— DO THIS —
Print the listing below in its entirety, character for character.

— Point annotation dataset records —
--- start ---

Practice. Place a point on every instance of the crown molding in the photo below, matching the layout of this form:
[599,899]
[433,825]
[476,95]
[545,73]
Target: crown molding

--- end ---

— RESULT FOR THIS EXERCISE —
Practice. Place a point on every instance of the crown molding in the photo below, matching the layout of this form:
[599,899]
[433,825]
[476,95]
[545,73]
Target: crown molding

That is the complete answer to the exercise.